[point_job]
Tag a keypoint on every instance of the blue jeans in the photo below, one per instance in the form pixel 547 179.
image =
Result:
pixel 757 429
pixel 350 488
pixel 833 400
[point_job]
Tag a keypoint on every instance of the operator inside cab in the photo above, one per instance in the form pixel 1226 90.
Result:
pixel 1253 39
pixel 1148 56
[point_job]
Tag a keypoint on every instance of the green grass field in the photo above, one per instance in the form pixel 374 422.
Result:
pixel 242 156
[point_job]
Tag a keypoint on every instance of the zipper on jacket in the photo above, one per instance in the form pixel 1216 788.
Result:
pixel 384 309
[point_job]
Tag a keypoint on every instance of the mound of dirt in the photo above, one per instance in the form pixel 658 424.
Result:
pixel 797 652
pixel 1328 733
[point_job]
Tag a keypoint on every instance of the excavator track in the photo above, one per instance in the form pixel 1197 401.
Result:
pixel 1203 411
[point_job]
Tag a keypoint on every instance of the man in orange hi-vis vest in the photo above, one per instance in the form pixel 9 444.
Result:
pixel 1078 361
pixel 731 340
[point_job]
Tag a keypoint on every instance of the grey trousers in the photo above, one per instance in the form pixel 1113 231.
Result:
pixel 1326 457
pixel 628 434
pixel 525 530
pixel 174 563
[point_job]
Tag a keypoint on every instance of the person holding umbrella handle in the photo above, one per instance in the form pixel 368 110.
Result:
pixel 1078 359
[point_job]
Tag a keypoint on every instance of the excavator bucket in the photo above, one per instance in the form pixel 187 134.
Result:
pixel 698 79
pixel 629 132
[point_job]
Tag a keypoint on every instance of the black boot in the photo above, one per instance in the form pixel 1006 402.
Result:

┄┄┄┄┄┄┄┄┄┄┄┄┄┄┄┄┄┄┄┄

» WORK TO COMPLETE:
Copy out every row above word for word, without changing anything.

» WRITTEN ANSWER:
[point_job]
Tag a keypoint on every instance of the blue jeans in the photo below, one per instance in the form pixel 547 179.
image =
Result:
pixel 757 429
pixel 350 488
pixel 833 400
[point_job]
Tag a keypoint on every instance of the operator inside cab in the photo above, one per instance in the form pixel 1226 90.
Result:
pixel 1253 39
pixel 1148 56
[point_job]
Tag a keypoint on every instance of the green grass field in the photo above, one per instance in the form pixel 374 422.
Result:
pixel 242 156
[point_job]
Tag a keypoint on every instance of the zipper on jacket in the photo above, one per instance in the form pixel 1216 788.
Result:
pixel 384 309
[point_job]
Tag a keypoint on every instance of the mound of dirt in the photo above, one per instance in the form pixel 658 424.
Result:
pixel 797 652
pixel 1328 733
[point_job]
Tag a keypoint on every instance of the excavator track in the photo above, one per instance in the form pixel 1197 401.
Result:
pixel 1203 411
[point_job]
Tag a keypoint on every instance of the man in orange hi-vis vest in the photo above, one per instance in the form pixel 9 444.
Result:
pixel 1078 361
pixel 731 340
[point_job]
Tag a keypoint on every instance of the grey trousers in the photo above, one per instance in the form pixel 1113 231.
Result:
pixel 1326 457
pixel 628 434
pixel 525 530
pixel 174 563
[point_job]
Tag a keypoint on every instance of the person holding umbrella handle in the photo above, one per instance in the form pixel 368 110.
Result:
pixel 1078 359
[point_job]
Tag a keypoint on every instance of the excavator bucket in the photo above, one per instance in the form pixel 187 134.
Result:
pixel 698 79
pixel 629 132
[point_job]
Tag a keypoint on every instance of the black boot in the photo above, one per instance in the form pixel 1006 402.
Result:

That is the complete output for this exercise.